Detto ciò, di solito il controllo sfinterico inizia con il controllo della defecazione. Il bambino che porta ancora il pannolino, un bel giorno, spontaneamente, comunica con atteggiamenti gesti e/o parole che sta per fare la cacca. All’inizio succede quando l’ha già fatta ma non ha importanza. Questo è il momento per proporgli il vasino o il wc con il riduttore: solito momento di tranquillità, qualche giochino o qualche libro con figure e quando lo scopo è ottenuto, molti ringraziamenti per il “regalino” che ha voluto fare, incoraggiamenti per continuare così e complimenti vari ecc. ecc.

Il genitore o chi accudisce il bambino deve mostrarsi soddisfatto e contento, solo dopo può essere inculcato il concetto di igiene abituando il bambino a essere lavato e a lavarsi dopo i bisogni e facendogli prendere coscienza del luogo dove è bene fare le proprie funzioni e di come è più bello, più pulito e più opportuno comportarsi come un bambino più grande piuttosto che rimanere piccolino (non sempre è opportuno dire “grande” in assoluto, non sempre i bambini hanno tutta questa voglia di crescere anche quando sembra che sia così).

Il controllo della pipì, di solito, si acquisisce un po più tardi, prima di giorno poi di notte. Per ottenerlo può essere opportuno, per un periodo, portare il bambino sul vasino o sul wc ad intervalli regolari, diciamo ogni tre o quattro ore, anche se non avverte la necessità di urinare. Imparerà così che anche se lascia per un momento il suo gioco o il suo cartone preferito non succede poi nulla di grave, impara ad essere mentalmente più elastico e a capire che le cose non spariscono se lui si allontana per un attimo, che quando tornerà non avrà perso nulla o quasi del gioco e via discorrendo. Prenderà poi coscienza della sua funzione sfinterica sin dall’inizio: imparerà a rilassare lo sfintere vescicale per verificarne la conseguenza dell’emissione della pipì, potrà giocare sul fatto che contraendo di nuovo il flusso di pipì si arresta e sentirà di poter governare il suo corpo a piacimento. Questo lo renderà sicuro di molte cose: sicuro di poter trattenere la pipì senza più bagnarsi, sicuro di riprendere il gioco preferito dopo la breve interruzione, sicuro che il mondo non scompare quando lui si assenta e che i suoi amichetti sanno aspettarlo, abituato alla sua normale funzione e non vergognoso, quando sarà un po più grande, di comunicare alla maestra il suo bisogno (quanti bambini alla scuola materna fanno il laghetto sotto alla sedia per la vergogna di comunicare alla maestra il loro problema davanti a tutti o semplicemente per paura di lasciare il gruppo rassicurante per raggiungere il bagno!), sicuro e abituato a stare anche da solo in un luogo (il bagno) che lui ancora mal conosce dal punto di vista del wc anche se fino ad ora ha sguazzato nella vasca e combinato guai aprendo l’acqua del bidet.

■ ■ ■ ■ ■

Come potrebbe proseguire il brano sul controllo sfinterico nel bambino? Scrivine il seguito partendo dopo l'ultima frase riportata qui sopra. L'elenco che segue non serve per svolgere il lavoro.

▶ MATERIALE FORNITO:
■ ■ ■ ■ ■

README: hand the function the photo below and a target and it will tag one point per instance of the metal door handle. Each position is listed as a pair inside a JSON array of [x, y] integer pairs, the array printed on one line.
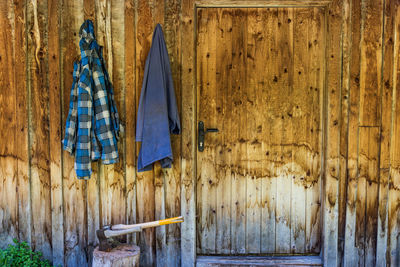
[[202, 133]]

■ ■ ■ ■ ■

▶ RISPOSTA:
Insomma, solo cercando, come genitore, di capire quale profondo significato ha per un bambino l’acquisizione del controllo sfinterico, si riuscirà ad incoraggiare e sostenere questo momento di crescita nel modo più coerente e definitivo; momento che ha dei tempi da rispettare tanto quanto delle modalità di accompagnamento facilitanti da attuare, e a comandare tutto ciò, la messa in campo del solito cocktail vincente fatto di pazienza, intuizione, sensibilità, buon senso, informazione, amore e, come sempre, tanta tanta fiducia e rispetto delle potenzialità intrinseche a tutti i bambini.

Quando un bambino già abituato a non sporcarsi sembra regredire e non controllarsi più è bene capire se si è voluto cominciare troppo presto (per la maturità di quel singolo bambino intendo), magari per problemi organizzativi legati al lavoro della mamma o all’inserimento a scuola, se il bambino stesso, con la sua regressione vuole comunicare un disagio o semplicemente la voglia di attenzioni o la voglia di rimanere piccolino (l’arrivo del fratellino o della sorellina può esserne certamente la causa) o se semplicemente l’accompagnamento del bambino in questa sua nuova acquisizione non sia o sia stato troppo frettoloso e magari un po distratto e al bambino sia stata comunicata, anche in modo subliminale, una fretta e un’ansia non certo congeniali al sereno superamento di questa delicata fase di transizione e di maturazione.

Comunque, tranquilla, ricominciando da capo e con un po di pazienza, tutto si risolve, e questa volta, di solito, la “poesia” non si dimentica più.